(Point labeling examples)
>> START

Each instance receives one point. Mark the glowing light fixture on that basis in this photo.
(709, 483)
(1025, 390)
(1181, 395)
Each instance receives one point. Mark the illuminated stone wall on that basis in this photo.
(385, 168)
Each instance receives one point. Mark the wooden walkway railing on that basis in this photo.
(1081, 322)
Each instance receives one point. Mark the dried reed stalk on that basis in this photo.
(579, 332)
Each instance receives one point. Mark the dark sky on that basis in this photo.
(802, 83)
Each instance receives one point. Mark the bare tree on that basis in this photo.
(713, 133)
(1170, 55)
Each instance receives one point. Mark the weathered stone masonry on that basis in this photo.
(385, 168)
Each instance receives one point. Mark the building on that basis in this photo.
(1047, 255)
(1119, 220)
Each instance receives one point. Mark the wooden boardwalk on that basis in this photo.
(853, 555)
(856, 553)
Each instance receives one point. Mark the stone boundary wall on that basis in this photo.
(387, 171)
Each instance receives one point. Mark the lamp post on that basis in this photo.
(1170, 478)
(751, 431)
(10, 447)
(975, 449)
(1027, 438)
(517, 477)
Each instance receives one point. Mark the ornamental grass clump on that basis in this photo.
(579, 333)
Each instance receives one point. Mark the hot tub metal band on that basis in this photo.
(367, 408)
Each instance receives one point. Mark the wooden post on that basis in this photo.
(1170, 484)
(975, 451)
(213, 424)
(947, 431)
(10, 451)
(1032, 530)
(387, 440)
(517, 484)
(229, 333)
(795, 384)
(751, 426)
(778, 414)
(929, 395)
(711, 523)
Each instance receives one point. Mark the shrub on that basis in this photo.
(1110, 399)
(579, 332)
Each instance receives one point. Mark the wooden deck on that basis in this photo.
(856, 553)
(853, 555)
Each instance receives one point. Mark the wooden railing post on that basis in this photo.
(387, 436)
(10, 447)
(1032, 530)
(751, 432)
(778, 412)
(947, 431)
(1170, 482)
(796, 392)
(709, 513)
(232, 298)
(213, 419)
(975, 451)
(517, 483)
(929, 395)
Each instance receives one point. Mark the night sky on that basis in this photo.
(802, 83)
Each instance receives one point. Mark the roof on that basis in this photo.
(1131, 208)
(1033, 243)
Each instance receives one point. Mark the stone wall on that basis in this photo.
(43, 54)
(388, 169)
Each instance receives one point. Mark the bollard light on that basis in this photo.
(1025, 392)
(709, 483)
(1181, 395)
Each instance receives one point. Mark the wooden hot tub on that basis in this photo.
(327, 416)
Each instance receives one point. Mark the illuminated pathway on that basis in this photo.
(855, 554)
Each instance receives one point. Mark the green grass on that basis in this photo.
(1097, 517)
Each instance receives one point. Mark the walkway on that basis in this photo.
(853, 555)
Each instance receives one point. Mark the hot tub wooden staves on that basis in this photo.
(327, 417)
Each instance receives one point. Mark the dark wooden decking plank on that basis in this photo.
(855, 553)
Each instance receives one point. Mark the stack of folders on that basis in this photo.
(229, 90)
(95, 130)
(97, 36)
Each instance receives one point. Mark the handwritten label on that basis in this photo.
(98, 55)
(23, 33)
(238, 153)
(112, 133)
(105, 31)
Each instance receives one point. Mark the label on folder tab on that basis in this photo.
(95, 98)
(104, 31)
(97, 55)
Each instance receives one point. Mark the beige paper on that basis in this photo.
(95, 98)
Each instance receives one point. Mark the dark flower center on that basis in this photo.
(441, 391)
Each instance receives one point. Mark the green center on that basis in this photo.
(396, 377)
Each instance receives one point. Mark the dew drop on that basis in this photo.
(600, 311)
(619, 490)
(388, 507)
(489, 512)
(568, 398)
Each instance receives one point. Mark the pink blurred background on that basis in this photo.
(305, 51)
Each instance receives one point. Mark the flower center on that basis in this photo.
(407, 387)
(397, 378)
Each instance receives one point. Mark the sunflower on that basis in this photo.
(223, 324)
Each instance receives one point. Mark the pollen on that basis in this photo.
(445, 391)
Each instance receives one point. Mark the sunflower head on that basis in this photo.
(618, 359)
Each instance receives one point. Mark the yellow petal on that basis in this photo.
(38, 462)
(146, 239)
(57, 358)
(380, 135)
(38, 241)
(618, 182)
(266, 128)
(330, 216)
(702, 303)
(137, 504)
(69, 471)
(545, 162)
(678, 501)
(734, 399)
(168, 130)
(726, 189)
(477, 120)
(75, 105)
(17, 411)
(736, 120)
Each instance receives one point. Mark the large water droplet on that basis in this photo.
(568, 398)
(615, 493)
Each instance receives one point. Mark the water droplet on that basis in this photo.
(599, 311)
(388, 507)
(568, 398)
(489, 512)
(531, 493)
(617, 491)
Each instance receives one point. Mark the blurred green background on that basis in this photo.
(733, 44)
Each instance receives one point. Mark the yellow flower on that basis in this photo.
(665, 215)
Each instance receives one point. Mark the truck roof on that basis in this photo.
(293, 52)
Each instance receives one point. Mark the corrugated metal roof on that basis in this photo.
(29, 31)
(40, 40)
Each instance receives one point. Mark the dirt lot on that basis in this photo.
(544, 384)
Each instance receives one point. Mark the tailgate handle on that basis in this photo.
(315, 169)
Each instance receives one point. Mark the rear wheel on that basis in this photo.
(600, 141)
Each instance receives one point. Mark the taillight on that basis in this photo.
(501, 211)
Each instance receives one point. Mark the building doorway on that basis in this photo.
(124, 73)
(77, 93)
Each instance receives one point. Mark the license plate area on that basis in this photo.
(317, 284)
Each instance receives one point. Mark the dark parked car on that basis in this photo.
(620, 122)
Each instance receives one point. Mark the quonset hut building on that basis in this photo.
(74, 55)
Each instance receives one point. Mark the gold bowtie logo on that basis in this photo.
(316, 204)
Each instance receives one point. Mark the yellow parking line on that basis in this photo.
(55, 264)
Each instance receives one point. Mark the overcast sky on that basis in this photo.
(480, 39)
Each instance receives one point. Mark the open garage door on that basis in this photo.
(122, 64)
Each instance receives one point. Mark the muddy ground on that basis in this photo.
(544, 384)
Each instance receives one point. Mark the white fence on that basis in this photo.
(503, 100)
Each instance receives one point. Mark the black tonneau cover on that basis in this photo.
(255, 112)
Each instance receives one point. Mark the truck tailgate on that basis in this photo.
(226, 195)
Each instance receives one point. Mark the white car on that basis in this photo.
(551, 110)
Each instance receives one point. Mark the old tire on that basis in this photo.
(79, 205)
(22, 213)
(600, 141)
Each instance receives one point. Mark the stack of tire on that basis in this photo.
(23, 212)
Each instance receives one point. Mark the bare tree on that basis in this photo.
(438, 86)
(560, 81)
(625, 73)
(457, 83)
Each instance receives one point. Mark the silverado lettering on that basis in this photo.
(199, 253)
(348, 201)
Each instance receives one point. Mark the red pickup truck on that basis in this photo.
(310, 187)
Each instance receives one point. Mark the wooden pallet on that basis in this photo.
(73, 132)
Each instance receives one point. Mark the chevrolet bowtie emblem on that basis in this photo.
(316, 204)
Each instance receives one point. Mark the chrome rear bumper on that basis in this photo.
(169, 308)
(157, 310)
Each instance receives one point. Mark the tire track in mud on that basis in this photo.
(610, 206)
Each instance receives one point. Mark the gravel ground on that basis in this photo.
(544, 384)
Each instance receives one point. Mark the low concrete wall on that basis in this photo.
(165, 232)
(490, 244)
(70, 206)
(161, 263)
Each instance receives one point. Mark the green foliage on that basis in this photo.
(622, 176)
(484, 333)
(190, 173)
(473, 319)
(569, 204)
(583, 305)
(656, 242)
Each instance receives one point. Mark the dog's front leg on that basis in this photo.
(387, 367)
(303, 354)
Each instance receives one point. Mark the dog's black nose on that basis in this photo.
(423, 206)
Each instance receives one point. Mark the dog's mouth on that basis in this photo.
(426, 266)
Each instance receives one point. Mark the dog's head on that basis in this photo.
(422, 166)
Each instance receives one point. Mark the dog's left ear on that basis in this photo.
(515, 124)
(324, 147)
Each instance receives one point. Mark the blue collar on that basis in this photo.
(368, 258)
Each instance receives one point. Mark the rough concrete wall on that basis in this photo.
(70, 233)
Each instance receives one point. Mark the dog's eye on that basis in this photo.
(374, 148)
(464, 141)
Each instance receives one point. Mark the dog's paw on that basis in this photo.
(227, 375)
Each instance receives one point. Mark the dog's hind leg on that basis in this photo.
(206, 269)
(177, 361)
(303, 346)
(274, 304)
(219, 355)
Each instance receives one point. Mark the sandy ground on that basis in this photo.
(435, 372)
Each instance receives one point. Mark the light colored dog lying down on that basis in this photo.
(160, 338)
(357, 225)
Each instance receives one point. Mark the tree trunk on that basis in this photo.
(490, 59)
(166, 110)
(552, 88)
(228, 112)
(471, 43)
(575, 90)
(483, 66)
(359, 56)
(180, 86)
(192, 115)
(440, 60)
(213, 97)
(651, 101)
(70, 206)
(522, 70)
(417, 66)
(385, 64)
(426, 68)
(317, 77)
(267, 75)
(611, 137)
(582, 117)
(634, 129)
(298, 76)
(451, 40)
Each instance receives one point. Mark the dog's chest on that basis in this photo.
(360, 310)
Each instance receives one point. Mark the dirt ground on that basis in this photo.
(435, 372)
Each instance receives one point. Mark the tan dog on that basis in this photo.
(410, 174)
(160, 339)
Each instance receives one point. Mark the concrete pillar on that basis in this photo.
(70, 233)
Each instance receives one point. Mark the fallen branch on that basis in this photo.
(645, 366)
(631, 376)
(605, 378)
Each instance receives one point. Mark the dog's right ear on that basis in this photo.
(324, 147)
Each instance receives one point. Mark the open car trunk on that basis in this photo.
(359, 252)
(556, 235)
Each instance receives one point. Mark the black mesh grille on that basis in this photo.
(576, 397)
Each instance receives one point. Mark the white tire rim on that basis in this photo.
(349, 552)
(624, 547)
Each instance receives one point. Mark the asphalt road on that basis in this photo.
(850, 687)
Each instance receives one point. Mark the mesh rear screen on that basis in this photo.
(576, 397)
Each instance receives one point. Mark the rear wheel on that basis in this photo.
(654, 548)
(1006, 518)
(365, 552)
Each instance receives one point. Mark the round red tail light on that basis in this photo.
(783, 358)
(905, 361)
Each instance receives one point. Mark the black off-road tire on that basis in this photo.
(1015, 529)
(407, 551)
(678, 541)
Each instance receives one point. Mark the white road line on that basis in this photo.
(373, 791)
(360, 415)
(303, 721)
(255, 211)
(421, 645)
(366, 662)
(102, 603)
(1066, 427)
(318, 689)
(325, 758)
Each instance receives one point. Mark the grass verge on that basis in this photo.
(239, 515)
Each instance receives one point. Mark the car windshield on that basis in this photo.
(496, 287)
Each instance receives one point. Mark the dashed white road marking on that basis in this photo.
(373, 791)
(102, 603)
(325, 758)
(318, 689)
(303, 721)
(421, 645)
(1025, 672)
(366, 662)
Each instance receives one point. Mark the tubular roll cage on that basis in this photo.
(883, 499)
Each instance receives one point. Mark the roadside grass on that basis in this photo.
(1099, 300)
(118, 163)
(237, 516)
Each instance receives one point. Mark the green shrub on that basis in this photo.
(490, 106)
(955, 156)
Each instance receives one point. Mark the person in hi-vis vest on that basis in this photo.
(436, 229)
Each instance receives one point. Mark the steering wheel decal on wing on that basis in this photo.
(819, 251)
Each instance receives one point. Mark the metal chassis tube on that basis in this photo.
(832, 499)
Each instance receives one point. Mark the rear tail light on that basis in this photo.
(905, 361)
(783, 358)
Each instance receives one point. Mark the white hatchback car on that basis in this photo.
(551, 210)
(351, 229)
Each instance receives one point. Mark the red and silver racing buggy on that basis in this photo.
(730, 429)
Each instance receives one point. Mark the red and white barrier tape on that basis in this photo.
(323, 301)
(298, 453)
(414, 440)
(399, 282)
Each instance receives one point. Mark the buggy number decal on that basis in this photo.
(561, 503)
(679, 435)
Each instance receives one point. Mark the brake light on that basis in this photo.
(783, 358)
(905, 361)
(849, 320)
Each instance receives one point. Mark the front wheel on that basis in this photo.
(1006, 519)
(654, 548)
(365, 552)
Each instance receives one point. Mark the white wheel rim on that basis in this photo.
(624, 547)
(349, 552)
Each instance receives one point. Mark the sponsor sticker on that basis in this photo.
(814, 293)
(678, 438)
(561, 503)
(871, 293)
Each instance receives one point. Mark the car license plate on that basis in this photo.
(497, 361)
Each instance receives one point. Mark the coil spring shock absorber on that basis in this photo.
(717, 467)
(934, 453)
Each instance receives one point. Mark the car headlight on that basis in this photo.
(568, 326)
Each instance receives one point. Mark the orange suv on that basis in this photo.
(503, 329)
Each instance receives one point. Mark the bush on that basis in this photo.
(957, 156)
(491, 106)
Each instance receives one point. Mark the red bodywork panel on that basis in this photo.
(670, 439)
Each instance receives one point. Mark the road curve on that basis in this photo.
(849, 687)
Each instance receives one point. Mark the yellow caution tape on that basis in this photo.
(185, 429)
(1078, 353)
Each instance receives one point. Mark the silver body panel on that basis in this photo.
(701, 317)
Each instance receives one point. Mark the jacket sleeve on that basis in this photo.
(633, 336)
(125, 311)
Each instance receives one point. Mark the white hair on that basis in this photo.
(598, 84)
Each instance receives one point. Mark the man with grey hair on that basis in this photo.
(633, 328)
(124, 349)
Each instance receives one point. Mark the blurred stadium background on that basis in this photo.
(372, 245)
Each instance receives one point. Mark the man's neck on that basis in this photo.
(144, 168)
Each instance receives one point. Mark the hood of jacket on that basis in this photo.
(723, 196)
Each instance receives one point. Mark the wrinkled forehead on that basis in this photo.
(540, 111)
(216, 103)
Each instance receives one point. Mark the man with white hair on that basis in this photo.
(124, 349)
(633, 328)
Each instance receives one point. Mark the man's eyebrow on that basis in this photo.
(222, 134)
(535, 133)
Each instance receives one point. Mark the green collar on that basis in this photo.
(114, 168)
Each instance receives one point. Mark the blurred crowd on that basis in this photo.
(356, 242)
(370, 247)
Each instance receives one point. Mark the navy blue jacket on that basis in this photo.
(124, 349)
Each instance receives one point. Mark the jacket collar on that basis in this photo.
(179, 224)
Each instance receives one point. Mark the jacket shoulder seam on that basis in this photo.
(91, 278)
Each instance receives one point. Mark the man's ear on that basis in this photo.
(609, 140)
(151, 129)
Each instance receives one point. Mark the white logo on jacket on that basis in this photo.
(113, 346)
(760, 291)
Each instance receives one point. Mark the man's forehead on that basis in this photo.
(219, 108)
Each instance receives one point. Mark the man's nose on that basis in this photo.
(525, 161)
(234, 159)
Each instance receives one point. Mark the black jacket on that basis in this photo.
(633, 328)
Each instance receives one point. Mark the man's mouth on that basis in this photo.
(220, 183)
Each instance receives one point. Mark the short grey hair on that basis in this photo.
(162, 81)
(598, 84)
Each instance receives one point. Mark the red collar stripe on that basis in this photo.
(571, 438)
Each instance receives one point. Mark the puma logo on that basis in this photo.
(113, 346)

>> END

▸ **TASK DIRECTIONS**
Return exactly the lines of the data, and only those, from the line with "Each instance receives one point. Mark the jacket shoulder" through the last line, inclusive.

▸ **ANSWER FOR THIS EXERCISE**
Each instance receives one point. Mark the jacket shoulder seam on that basis in this photo.
(91, 278)
Each instance receives one point. Mark the man's ear on that basis in this photo.
(609, 140)
(151, 129)
Each instance receives one point. Mark the white logo on jacket on that basis in this photo.
(113, 346)
(760, 291)
Each instance receives one point. Mark the man's forehead on that basis in this photo.
(219, 108)
Each instance receives one point. Mark the man's nose on that basis in this photo.
(525, 161)
(234, 159)
Each instance receives one point. Mark the black jacket on that basis in this photo.
(633, 328)
Each instance receives one point. Mark the man's mouth on that basis in this photo.
(220, 183)
Each instance receives one point. Mark the short grey hair on that basis in this photo.
(162, 81)
(598, 84)
Each instance receives one point. Mark the red collar stripe on that basis in this photo.
(571, 438)
Each instance receives one point. Mark the puma logo on that basis in this photo.
(113, 346)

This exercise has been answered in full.